— start Document text —
So, in possibly the most daring operation of the entire American Revolution, Washington decided to take the Brooklyn Heights in one night, under cover of darkness. In an operation that would make our Air Force Special Operations Command brothers proud, Washington ordered his men to take the Heights on a moonless night, with no torches or lanterns, and dig entrenchments and earthworks for the cannon.

They did it. These starving, half-clothed citizen-warriors dug all night, and by morning, they had accomplished a task that would normally have taken a week. But if you were to ask these men the next day what they remember from that accomplishment, they would unanimously say one thing:

The general was with us!

You see, when dawn broke over the Brooklyn Heights, and the exhausted men could finally see the world around them, they saw their leader - muddy, sweat-soaked and spent from digging all night.

Washington had been among his men, digging beside them, with no thought other than accomplishing the task. He did not dig for show, he did not dig for accolades - he dug for depth, to get the job done.

We must all be this kind of leader!

The upcoming Operational Readiness Inspection is Team Fairchild's assault on New York. To be successful, we must be daring, strong and unified. As leaders, we must be in the trenches with our Airmen - digging beside them. We must understand, as Washington did, that nothing makes the crops grow like the farmer's footprints. We must understand servant leadership as did our first commander-In-chief, that the greatest among us must be the servant of all. This is the kind of leadership that finds the commander in the cockpit, the chief dragging fuel hoses and the doctor carrying chart boxes to the deployment line.

As leaders, I encourage you to get out among your people. Our job is to teach and coach. Our Airmen will only find us relevant if they see that we know their job, and can do it with them. How will they see this unless we are digging beside them? And don't just dig for show - dig for depth. If you smear the mud on your own face, your folks will know. Get muddy instead by tossing the dirt over your shoulder as you work with your Airmen.

Incidentally, the Continental Army was successful, and took the City of New York. The British evacuation was so quick and panicked that as General Howe boarded ship, he was observed to have missed some buttons on his pants. Did this stunning success happen because Washington threw dirt with his soldiers? Probably not. Washington threw dirt with his soldiers because he was a soldier, too.

I want to leave you with one of my favorite Scripture verses. Proverbs 27:17 reads, "As iron sharpens iron, so one man sharpens another." We, as leaders, have been sharpened by those who have gone before - we must now sharpen our own Airmen. And one piece of iron does not sharpen another by giving orders to be sharp, explaining how to be sharp, or by modeling the ideal of sharpness.

Sharpening only happens through contact.
— end Document text —
— start Provided material —
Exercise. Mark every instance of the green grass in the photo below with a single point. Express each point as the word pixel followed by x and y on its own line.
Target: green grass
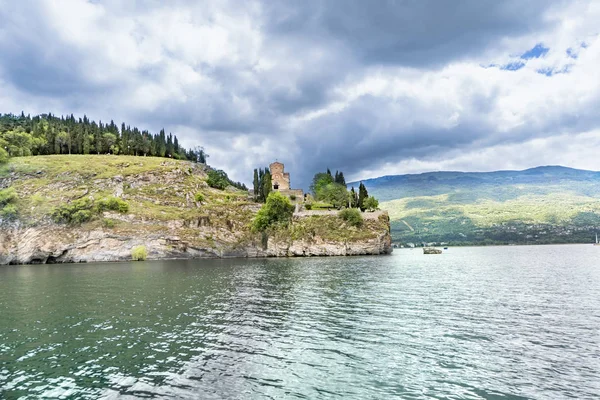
pixel 161 198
— end Provided material —
Task instructions:
1. Quote the Brooklyn Heights essay from "We must all" through "the deployment line.".
2. In the Brooklyn Heights essay, why should leaders be digging beside their Airmen? Answer in one to three sentences.
3. Answer these questions from the Brooklyn Heights essay:
(a) What did Washington order his men to dig on the Heights?
(b) How long would the night's task normally have taken?
(c) Which Scripture verse does the writer quote?

Task answers:
1.
We must all be this kind of leader!

The upcoming Operational Readiness Inspection is Team Fairchild's assault on New York. To be successful, we must be daring, strong and unified. As leaders, we must be in the trenches with our Airmen - digging beside them. We must understand, as Washington did, that nothing makes the crops grow like the farmer's footprints. We must understand servant leadership as did our first commander-In-chief, that the greatest among us must be the servant of all. This is the kind of leadership that finds the commander in the cockpit, the chief dragging fuel hoses and the doctor carrying chart boxes to the deployment line.

2. Airmen will only find their leaders relevant if they see that those leaders know their job and can do it with them. They cannot see this unless the leaders are digging beside them.

3.
(a) Entrenchments and earthworks for the cannon.
(b) A week.
(c) Proverbs 27:17.